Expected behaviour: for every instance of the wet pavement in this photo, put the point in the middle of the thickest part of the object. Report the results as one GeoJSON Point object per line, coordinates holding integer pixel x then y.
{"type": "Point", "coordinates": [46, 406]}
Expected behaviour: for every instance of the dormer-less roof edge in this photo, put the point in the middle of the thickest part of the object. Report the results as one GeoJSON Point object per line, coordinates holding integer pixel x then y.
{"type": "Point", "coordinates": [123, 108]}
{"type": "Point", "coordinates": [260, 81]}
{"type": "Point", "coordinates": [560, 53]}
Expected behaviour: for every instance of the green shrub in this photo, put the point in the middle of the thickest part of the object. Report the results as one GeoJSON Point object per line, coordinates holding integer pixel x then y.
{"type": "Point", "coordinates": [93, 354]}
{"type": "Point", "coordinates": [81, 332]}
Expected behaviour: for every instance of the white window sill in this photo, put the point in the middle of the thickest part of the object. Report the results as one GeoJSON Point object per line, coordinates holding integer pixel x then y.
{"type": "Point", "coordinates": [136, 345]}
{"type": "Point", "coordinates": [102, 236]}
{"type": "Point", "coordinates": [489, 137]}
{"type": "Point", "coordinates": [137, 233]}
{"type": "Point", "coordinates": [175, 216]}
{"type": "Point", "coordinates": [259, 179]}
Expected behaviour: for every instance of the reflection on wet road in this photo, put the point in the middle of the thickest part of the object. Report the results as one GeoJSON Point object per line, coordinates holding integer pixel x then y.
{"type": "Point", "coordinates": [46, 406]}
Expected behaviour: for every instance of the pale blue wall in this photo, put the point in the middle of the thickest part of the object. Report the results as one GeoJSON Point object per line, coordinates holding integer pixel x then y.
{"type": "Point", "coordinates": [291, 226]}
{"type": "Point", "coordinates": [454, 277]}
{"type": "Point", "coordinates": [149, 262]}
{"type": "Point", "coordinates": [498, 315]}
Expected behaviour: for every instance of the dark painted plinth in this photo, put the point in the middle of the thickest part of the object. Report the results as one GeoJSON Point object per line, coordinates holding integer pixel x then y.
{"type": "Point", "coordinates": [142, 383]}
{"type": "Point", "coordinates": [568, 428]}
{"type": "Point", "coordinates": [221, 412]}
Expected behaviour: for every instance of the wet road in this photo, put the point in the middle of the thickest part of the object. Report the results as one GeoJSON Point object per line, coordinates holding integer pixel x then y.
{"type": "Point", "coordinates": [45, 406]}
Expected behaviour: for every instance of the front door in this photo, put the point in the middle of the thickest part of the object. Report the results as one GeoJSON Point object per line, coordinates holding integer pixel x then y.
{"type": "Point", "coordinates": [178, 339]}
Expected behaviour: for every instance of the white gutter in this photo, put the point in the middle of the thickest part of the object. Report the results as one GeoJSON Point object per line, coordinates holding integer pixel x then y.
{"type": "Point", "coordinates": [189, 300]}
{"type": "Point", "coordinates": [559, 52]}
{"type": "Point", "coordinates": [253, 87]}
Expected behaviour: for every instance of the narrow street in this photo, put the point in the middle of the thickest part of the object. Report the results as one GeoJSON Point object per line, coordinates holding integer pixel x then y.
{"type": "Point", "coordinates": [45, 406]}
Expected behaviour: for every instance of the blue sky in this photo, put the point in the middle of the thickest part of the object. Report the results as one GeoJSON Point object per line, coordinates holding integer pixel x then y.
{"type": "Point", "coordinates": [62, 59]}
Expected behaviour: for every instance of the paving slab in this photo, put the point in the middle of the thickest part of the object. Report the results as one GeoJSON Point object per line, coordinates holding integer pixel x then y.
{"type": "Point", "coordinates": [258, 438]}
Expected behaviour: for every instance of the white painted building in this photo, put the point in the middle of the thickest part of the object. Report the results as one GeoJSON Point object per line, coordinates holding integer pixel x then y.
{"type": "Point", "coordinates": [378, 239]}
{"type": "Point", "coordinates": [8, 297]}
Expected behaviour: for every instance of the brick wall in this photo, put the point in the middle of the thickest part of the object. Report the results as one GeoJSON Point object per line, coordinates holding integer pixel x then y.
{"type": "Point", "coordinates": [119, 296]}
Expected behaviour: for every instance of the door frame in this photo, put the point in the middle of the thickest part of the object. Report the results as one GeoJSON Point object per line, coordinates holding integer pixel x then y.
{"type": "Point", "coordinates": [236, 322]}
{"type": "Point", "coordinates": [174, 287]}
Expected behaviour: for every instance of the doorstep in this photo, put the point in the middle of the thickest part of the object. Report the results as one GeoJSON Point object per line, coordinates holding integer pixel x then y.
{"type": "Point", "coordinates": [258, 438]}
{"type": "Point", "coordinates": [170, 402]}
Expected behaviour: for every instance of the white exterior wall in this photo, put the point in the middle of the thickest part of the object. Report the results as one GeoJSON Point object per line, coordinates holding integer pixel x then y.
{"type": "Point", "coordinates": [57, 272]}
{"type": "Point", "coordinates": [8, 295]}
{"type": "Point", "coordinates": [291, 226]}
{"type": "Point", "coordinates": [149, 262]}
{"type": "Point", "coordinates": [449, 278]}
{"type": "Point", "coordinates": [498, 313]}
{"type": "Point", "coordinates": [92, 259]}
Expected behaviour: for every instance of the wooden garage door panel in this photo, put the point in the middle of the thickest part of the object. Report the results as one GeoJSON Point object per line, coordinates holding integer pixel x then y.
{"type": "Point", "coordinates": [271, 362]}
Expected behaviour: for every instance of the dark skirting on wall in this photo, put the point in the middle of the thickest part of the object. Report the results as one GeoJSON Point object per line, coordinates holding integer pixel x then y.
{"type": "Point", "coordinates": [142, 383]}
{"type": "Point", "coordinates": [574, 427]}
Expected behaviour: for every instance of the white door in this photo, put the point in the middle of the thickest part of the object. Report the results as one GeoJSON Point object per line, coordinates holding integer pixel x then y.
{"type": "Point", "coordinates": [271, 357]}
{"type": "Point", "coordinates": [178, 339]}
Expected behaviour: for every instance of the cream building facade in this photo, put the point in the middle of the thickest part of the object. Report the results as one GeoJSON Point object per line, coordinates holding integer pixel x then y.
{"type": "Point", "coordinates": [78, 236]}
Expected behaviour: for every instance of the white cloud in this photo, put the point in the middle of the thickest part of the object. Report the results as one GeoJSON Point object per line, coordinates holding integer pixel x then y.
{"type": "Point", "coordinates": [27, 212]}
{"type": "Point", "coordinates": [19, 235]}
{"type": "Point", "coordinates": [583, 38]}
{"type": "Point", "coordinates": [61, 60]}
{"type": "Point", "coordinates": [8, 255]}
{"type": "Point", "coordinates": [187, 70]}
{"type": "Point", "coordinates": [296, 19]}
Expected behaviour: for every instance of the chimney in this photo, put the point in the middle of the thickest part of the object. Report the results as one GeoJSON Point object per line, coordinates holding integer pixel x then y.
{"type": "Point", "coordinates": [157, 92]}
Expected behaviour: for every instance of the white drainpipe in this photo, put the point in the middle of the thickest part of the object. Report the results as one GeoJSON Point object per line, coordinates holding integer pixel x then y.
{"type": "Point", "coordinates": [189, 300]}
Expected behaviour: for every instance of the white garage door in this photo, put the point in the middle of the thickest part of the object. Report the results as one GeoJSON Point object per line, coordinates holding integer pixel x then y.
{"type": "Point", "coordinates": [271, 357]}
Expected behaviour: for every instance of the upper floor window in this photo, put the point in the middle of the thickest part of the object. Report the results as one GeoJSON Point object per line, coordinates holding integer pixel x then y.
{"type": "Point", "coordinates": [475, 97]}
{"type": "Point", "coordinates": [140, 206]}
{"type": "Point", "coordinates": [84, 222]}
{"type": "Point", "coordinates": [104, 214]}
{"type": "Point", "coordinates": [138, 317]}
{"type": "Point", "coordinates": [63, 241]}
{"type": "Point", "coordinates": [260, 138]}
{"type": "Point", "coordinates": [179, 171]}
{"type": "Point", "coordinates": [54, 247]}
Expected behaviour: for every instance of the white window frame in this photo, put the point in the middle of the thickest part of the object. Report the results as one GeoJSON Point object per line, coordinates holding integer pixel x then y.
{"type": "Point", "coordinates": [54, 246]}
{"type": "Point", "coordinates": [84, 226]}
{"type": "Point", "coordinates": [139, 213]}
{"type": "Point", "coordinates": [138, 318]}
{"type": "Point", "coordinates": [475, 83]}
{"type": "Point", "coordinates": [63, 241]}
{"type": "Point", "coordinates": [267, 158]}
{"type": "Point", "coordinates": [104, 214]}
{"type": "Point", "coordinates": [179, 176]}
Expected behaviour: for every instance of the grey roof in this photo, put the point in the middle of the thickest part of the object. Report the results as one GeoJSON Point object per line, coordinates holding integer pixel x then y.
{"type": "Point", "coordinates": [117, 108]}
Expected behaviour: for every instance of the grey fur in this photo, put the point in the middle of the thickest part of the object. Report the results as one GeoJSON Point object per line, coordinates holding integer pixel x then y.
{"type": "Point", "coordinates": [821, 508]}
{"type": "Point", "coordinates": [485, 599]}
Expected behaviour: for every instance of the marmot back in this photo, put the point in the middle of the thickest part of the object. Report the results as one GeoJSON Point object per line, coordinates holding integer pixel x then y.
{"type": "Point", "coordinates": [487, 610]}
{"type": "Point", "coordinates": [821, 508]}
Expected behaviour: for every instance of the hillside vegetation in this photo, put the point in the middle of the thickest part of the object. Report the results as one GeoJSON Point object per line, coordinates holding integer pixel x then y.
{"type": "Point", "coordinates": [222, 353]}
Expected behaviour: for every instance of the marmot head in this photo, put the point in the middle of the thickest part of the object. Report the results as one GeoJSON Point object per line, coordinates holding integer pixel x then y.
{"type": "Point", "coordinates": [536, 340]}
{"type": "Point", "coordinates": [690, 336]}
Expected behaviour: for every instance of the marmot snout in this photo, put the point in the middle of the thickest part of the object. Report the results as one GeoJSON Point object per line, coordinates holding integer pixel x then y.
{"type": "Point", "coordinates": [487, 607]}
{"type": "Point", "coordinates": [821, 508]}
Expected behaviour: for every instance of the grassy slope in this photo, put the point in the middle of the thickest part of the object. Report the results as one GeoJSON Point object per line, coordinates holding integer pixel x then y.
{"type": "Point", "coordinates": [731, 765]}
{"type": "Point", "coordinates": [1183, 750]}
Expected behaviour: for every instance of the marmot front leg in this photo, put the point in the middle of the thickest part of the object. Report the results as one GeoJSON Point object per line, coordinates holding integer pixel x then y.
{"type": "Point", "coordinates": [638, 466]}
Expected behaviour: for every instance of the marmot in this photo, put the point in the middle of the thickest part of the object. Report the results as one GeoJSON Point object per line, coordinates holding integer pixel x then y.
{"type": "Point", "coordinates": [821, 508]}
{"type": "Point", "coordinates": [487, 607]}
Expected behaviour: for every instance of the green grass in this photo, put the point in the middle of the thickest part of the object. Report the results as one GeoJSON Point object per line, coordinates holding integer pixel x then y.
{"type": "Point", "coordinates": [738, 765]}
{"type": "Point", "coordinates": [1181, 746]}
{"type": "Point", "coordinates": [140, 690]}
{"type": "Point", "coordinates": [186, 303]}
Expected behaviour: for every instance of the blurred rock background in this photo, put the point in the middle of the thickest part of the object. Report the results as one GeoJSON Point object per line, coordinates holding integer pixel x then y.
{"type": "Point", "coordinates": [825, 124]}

▸ THE PROBLEM:
Return, word for word, every line from the line with "Expected behaviour: for every instance of the green grass" to the final line of the data.

▸ FINISHED TASK:
Expected behaviour: for every instance of the green grass in this photo, put the point in the middle of the thickest part of the object. Report the results as one GeoJSON Point object per line, coordinates holding integer pixel x then y.
{"type": "Point", "coordinates": [738, 765]}
{"type": "Point", "coordinates": [1181, 746]}
{"type": "Point", "coordinates": [140, 690]}
{"type": "Point", "coordinates": [186, 303]}
Expected behaviour: for every instance of the blurred rock background in this photo, put the point in the middle of the thickest part of the object. Report the results as one GeoJSON Point object per line, coordinates holding integer pixel x then y.
{"type": "Point", "coordinates": [825, 124]}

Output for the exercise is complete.